Given request
Please print every record below exactly as it appears.

Named-object pointing records
----

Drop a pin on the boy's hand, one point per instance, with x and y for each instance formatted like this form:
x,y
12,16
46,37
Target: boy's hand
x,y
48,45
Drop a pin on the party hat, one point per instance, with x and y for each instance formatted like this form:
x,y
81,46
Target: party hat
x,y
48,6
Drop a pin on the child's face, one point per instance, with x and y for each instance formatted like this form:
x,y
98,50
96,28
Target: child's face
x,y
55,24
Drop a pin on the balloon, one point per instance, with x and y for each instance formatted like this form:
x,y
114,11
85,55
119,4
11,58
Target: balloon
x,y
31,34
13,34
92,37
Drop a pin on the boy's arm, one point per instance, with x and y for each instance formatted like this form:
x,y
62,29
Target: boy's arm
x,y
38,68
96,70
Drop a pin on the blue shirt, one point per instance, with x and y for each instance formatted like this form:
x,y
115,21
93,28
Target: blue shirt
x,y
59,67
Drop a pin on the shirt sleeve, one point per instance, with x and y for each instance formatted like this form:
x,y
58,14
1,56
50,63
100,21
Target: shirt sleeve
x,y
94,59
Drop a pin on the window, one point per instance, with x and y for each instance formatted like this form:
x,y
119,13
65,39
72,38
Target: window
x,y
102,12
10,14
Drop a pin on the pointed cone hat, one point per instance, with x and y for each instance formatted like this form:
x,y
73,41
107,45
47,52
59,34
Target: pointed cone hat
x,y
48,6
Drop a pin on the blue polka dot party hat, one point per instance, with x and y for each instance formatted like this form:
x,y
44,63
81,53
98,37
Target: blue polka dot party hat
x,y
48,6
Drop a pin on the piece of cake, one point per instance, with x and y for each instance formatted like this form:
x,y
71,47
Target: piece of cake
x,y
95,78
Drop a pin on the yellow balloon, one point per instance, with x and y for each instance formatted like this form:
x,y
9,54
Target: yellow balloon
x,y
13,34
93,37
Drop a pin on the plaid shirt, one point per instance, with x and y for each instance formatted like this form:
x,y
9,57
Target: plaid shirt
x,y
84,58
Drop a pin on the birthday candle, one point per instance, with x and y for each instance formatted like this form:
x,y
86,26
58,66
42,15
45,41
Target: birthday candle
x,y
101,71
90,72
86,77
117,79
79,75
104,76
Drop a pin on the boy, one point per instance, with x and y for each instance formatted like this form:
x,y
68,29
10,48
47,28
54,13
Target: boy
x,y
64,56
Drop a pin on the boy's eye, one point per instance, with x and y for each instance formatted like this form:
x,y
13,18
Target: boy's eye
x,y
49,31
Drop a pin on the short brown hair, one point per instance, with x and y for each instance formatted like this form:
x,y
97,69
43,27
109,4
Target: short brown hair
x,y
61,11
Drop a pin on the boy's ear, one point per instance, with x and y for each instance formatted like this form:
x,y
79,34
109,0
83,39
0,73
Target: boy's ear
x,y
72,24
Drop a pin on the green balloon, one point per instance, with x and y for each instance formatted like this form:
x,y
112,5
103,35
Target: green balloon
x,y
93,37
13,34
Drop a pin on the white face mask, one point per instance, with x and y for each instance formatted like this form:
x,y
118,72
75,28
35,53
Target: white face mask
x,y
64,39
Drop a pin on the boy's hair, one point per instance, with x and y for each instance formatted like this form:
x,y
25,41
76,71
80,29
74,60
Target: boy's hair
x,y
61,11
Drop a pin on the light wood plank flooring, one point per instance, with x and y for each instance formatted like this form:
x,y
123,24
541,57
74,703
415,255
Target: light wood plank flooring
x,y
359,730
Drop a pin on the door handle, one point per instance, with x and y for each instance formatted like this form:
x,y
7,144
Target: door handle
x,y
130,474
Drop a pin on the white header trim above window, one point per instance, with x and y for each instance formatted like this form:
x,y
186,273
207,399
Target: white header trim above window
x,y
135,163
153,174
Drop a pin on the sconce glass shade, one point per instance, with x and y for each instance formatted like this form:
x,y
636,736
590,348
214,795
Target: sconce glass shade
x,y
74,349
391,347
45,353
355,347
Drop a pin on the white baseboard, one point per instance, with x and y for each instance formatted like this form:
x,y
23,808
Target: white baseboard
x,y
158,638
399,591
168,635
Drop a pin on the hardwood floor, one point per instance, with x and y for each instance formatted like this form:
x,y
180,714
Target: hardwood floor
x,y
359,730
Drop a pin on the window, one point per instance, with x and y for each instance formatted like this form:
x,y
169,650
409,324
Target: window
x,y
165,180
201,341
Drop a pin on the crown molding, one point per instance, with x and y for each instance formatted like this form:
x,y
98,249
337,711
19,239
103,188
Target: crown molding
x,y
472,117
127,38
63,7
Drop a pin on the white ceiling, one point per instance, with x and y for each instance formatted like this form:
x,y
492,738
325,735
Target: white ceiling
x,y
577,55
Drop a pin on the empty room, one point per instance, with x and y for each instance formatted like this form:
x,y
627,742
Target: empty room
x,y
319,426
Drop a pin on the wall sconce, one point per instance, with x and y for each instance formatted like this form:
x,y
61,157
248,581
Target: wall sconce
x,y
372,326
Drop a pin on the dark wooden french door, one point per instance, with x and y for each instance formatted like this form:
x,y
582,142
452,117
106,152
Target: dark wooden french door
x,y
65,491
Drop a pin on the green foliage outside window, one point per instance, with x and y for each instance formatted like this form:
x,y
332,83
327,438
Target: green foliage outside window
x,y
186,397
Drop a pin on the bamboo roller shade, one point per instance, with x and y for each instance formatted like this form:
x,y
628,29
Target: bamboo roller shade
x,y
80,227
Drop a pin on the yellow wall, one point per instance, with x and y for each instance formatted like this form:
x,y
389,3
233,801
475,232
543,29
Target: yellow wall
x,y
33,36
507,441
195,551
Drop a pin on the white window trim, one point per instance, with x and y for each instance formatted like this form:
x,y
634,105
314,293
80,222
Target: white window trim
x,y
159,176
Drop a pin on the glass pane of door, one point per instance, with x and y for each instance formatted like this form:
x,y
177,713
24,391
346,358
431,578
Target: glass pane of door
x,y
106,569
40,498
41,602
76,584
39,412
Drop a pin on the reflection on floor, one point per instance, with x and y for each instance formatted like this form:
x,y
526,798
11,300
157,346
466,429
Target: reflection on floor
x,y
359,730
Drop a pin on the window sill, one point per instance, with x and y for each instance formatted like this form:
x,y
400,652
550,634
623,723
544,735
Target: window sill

----

Solution to the exercise
Drop a pin on the boy's hand, one point per instance, with x and y for each instance formatted like this form:
x,y
12,16
46,37
Target: boy's hand
x,y
48,45
Drop a pin on the party hat, one point per instance, with x and y for each instance formatted like this form:
x,y
81,46
Target: party hat
x,y
48,6
Drop a pin on the child's face, one point per instance, with x and y for each instance formatted like this form:
x,y
98,50
96,28
Target: child's face
x,y
55,24
Drop a pin on the balloon, one point per instance, with x and y for each instance formatted like this form:
x,y
114,11
85,55
119,4
11,58
Target: balloon
x,y
31,34
13,34
92,37
Drop a pin on the boy's arm, one point per instance, with x and y for each instance formatted like this form:
x,y
62,29
Target: boy's arm
x,y
38,68
96,70
Drop a pin on the blue shirt, one point per instance, with x and y for each instance formatted like this form:
x,y
115,21
93,28
Target: blue shirt
x,y
59,67
Drop a pin on the shirt sleeve, one point per instance, with x and y for each instance formatted like this form:
x,y
58,14
1,56
50,63
100,21
Target: shirt sleeve
x,y
94,59
Drop a pin on the window, one point per instance, with x and y for each instance formatted like this form:
x,y
119,13
65,39
72,38
Target: window
x,y
102,12
10,14
Drop a pin on the pointed cone hat, one point per instance, with x and y for each instance formatted like this form:
x,y
73,41
107,45
47,52
59,34
Target: pointed cone hat
x,y
48,6
Drop a pin on the blue polka dot party hat, one point per instance, with x and y for each instance formatted like this form:
x,y
44,63
81,53
98,37
Target: blue polka dot party hat
x,y
48,6
Drop a pin on the piece of cake, one point per instance, with x and y for each instance formatted like this form:
x,y
71,47
Target: piece of cake
x,y
95,78
Drop a pin on the yellow balloon, one point per instance, with x and y for each instance formatted like this form:
x,y
9,54
Target: yellow balloon
x,y
13,34
93,37
Drop a pin on the plaid shirt, one point per instance, with x and y for each instance formatted like this form:
x,y
9,57
Target: plaid shirt
x,y
84,58
Drop a pin on the birthday candle, one point per instance, with x and y for each instance formatted like this form:
x,y
86,26
58,66
42,15
45,41
Target: birthday candle
x,y
101,71
90,72
86,77
117,79
79,75
104,76
Drop a pin on the boy, one point per instance, with x and y for each instance formatted like this form:
x,y
68,29
10,48
47,28
54,13
Target: boy
x,y
64,56
Drop a pin on the boy's eye, one point per instance, with x and y for each instance formatted like this form:
x,y
13,18
Target: boy's eye
x,y
49,31
Drop a pin on the short brown hair, one point per instance, with x and y for each instance formatted like this form:
x,y
97,69
43,27
109,4
Target: short brown hair
x,y
61,11
Drop a pin on the boy's ear, one point per instance, with x and y for each instance formatted like this form:
x,y
79,34
109,0
83,39
0,73
Target: boy's ear
x,y
72,24
Drop a pin on the green balloon, one point per instance, with x and y for each instance formatted like this form:
x,y
112,5
103,35
Target: green balloon
x,y
93,37
13,34
Drop a pin on the white face mask, one point per instance, with x and y for each instance formatted like this form:
x,y
118,72
75,28
35,53
Target: white face mask
x,y
64,39
Drop a pin on the boy's hair, one point per instance, with x and y for each instance formatted like this form:
x,y
25,41
76,71
80,29
74,60
Target: boy's hair
x,y
61,11
Drop a pin on the light wood plank flooring, one point per instance, with x and y for each instance formatted like this form:
x,y
123,24
541,57
74,703
415,255
Target: light wood plank flooring
x,y
359,730
Drop a pin on the door handle, one point per instance, with x and y for each instance formatted like this form:
x,y
7,144
Target: door handle
x,y
130,474
Drop a pin on the white header trim above window, one point per instance, with x and y for each instance formatted like this form:
x,y
186,273
207,399
Target: white header trim above window
x,y
135,163
153,174
Drop a pin on the sconce glass shade, one point per instance, with x and y for each instance formatted like this form:
x,y
636,736
590,348
214,795
Target: sconce glass shade
x,y
74,349
391,347
45,353
355,347
Drop a pin on the white baseboard, one point per instance, with x and y for each instance formatted like this form:
x,y
23,808
Target: white baseboard
x,y
158,638
399,591
168,635
Drop a pin on the hardwood floor, one point per instance, with x and y for each instance formatted like this form:
x,y
180,714
Target: hardwood floor
x,y
359,730
Drop a pin on the window, one point per instance, with x and y for each instance formatted like this form:
x,y
169,650
409,324
Target: window
x,y
165,180
201,341
Drop a pin on the crown molding, one point per instance, with x and y for each instance formatted like this form:
x,y
98,249
337,711
19,239
103,188
Target: crown molding
x,y
472,117
127,38
63,7
Drop a pin on the white ceiling, one point per instance, with x and y for each instance formatted like this form:
x,y
492,738
325,735
Target: white ceiling
x,y
577,55
Drop a pin on the empty room, one point per instance, with x and y for each instance formatted like this form:
x,y
627,742
Target: empty room
x,y
319,426
Drop a pin on the wall sconce, one point per instance, with x and y for each instance formatted like this form:
x,y
61,157
248,581
Target: wall sconce
x,y
372,326
Drop a pin on the dark wooden french door, one point per instance, with x and y for each instance formatted like this form:
x,y
582,142
452,117
106,152
Target: dark wooden french door
x,y
65,491
Drop a pin on the green foliage outside window, one point per instance, with x and y for each instance formatted like this form:
x,y
332,83
327,438
Target: green foliage outside window
x,y
186,397
Drop a pin on the bamboo roller shade, one point per instance, with x and y for each instance formatted like this form:
x,y
628,29
Target: bamboo roller shade
x,y
80,227
Drop a pin on the yellow wall, one point per instance, with x and y for each instance formatted like this form:
x,y
389,3
233,801
475,232
543,29
Target: yellow wall
x,y
33,36
507,441
195,551
Drop a pin on the white window trim, one point per instance, with x and y for each instance formatted like this form:
x,y
634,105
314,293
80,222
Target: white window trim
x,y
159,176
Drop a pin on the glass pane of door, one point per instance, with x and y for each instance formatted like this form:
x,y
177,713
24,391
346,358
431,578
Target: glass pane of door
x,y
106,569
40,498
41,602
76,584
39,412
Drop a pin on the reflection on floor, one point per instance, with x and y for each instance formatted like this form:
x,y
526,798
11,300
157,346
466,429
Target: reflection on floor
x,y
359,730
Drop a pin on the window sill, one point per instance, with x and y for each instance formatted like this form:
x,y
400,652
550,634
623,723
544,735
Target: window sill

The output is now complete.